## MATERIAL PROVIDED
:::::
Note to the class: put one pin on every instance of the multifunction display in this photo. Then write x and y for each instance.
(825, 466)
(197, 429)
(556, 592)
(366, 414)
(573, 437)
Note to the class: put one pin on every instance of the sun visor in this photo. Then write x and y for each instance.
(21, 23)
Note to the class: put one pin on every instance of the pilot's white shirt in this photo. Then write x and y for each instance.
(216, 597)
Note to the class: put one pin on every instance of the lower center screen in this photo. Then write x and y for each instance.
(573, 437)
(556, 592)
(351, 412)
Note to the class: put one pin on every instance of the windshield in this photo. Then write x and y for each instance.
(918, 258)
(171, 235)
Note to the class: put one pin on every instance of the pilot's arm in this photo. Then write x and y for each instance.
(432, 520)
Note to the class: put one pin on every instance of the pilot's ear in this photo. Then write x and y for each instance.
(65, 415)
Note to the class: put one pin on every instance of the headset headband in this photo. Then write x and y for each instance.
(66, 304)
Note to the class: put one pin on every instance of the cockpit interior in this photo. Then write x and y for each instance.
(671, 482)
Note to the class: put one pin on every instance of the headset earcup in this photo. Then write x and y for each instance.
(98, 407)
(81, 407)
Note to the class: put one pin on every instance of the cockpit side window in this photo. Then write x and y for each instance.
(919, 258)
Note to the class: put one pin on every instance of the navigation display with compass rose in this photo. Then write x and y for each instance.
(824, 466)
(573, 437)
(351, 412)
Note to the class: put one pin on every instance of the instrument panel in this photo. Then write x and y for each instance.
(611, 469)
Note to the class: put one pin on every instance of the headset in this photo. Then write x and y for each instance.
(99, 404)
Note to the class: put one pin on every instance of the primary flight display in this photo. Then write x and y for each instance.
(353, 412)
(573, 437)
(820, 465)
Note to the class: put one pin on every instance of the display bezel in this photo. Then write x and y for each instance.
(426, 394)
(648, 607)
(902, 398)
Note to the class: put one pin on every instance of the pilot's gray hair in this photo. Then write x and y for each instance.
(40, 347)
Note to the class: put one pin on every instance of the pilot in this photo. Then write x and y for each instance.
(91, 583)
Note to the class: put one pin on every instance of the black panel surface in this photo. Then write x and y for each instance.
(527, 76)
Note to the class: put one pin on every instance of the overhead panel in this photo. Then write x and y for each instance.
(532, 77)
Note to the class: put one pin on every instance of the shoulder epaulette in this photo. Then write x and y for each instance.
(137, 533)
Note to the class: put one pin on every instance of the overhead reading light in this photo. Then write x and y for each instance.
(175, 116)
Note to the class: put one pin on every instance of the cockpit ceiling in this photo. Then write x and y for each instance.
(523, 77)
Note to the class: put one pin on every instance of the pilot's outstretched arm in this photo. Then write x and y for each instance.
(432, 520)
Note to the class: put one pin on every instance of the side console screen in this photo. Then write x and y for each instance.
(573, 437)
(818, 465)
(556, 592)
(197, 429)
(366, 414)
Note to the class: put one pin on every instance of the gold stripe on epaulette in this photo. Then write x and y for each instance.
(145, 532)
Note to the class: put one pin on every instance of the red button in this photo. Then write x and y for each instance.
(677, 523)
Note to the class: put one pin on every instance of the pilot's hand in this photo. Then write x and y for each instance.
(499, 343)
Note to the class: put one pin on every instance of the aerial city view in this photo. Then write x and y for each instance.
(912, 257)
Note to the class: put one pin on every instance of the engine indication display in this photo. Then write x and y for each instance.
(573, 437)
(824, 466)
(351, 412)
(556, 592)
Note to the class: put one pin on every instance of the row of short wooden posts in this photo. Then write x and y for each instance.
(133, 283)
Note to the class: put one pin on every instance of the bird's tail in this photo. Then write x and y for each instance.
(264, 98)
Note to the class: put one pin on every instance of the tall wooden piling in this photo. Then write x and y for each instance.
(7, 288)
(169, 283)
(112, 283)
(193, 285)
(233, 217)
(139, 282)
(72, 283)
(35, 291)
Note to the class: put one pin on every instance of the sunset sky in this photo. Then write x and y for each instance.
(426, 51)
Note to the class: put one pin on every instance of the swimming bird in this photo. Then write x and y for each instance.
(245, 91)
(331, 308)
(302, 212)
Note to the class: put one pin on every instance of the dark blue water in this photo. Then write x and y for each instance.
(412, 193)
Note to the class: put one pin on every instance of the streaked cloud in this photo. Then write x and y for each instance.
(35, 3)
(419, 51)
:::::
## EXERCISE OBJECTIVE
Restate the entire listing verbatim.

## WRITTEN RESPONSE
Note to the class: put one pin on every instance of the multifunction display in this photo. Then write x and y for each instance.
(825, 466)
(197, 429)
(556, 592)
(366, 414)
(573, 437)
Note to the class: put one pin on every instance of the sun visor in this photo. Then write x and y for each instance.
(21, 23)
Note to the class: put one pin on every instance of the pilot's white shirt in this photo. Then write x and y for each instance.
(216, 597)
Note to the class: put one pin on every instance of the lower center screen in this photo. Then write x and y for each instance.
(573, 437)
(556, 592)
(351, 412)
Note to the class: put one pin on every instance of the windshield in this photo. Then write x and y for each instance.
(918, 258)
(171, 235)
Note to the class: put one pin on every instance of the pilot's arm in this photo. Then write x and y for each instance.
(432, 520)
Note to the class: put one pin on every instance of the pilot's ear in this photo. Then write x and y for each instance.
(65, 415)
Note to the class: put one pin on every instance of the headset headband in this photo. Then write x and y for each instance.
(66, 304)
Note to the class: put one pin on every instance of the cockpit interior in this photo. Then write x and y for each instance.
(671, 482)
Note to the class: put one pin on every instance of the headset earcup in this photo. Then write x and y for each instance.
(98, 407)
(81, 407)
Note to the class: put one pin on every instance of the cockpit side window in this photo. Then write x and y for each instance.
(919, 258)
Note to the class: put one pin on every instance of the navigation display with compass rose in this photo. Then write x and y for each instance.
(824, 466)
(573, 437)
(351, 412)
Note to the class: put one pin on every instance of the instrument panel in this photo. Then write x and y for each instance.
(611, 469)
Note to the class: put one pin on every instance of the headset in this photo. Then write x and y for each instance.
(99, 404)
Note to the class: put one pin on every instance of the primary flight display in this photo. Then write x and y for each instance.
(353, 412)
(573, 437)
(820, 465)
Note to the class: put one pin on every instance of the display bezel in this photo. Then write x and y for each instance.
(426, 394)
(648, 607)
(902, 398)
Note to the class: put one pin on every instance of the pilot's gray hair in this photo. Then write x and y for each instance.
(40, 347)
Note to the class: put one pin on every instance of the pilot in this photo. Then write x and y for each instance.
(91, 583)
Note to the class: put one pin on every instance of the black panel surface in this photo. Then write x and y for each instance.
(527, 76)
Note to the class: put one pin on every instance of the overhead panel in this photo. Then write x and y for each instance.
(532, 77)
Note to the class: put one pin on every instance of the shoulder epaulette in this photo. Then write x and y for each instance.
(137, 533)
Note to the class: put one pin on every instance of the overhead reading light in this photo. Then write x and y for each instance.
(175, 116)
Note to the class: put one pin on every instance of the cockpit ceiling in this photo. Then write x and y for each instance.
(523, 77)
Note to the class: put one pin on every instance of the pilot's outstretched arm in this photo. Then write x and y for each instance.
(432, 520)
Note to the class: put one pin on every instance of the side console screen in this photo. Then write x and y for each instance.
(573, 437)
(818, 465)
(556, 592)
(197, 429)
(366, 414)
Note to the class: put one pin on every instance of the gold stripe on epaulette in this photo. Then write x and y for each instance.
(145, 532)
Note to the class: put one pin on every instance of the red button in this photo. Then write x and y for each instance.
(677, 523)
Note to the class: put one pin on every instance of the pilot's hand in this photo. Then write x and y for each instance.
(499, 343)
Note to the class: put one pin on every instance of the aerial city view in this photo. Then write x and y for each instance.
(912, 257)
Note to the class: put one pin on every instance of the engine indication display in this photo. Then write x and y for each instance.
(573, 437)
(824, 466)
(351, 412)
(556, 592)
Note to the class: put one pin on every instance of the row of short wooden posts in this photo. Then write x and y for each instance.
(133, 283)
Note to the class: put one pin on every instance of the bird's tail in this photo. Then write x and y for each instance.
(264, 98)
Note to the class: put one pin on every instance of the tall wooden piling in this photo. Then write x and y for each instance.
(7, 288)
(169, 283)
(112, 283)
(193, 285)
(233, 217)
(139, 282)
(72, 283)
(35, 291)
Note to the class: put one pin on every instance of the sunset sky in this photo. Then write x and y for each instance.
(426, 51)
Note to the class: put one pin on every instance of the swimming bird in this photo. Then write x and y for each instance.
(245, 91)
(331, 308)
(302, 212)
Note to the class: put one pin on every instance of the dark blue water in this photo. Then write x and y for each instance.
(412, 193)
Note to the class: put one pin on every instance of the streaked cloud in this photo. Then write x and y for each instance.
(35, 3)
(419, 51)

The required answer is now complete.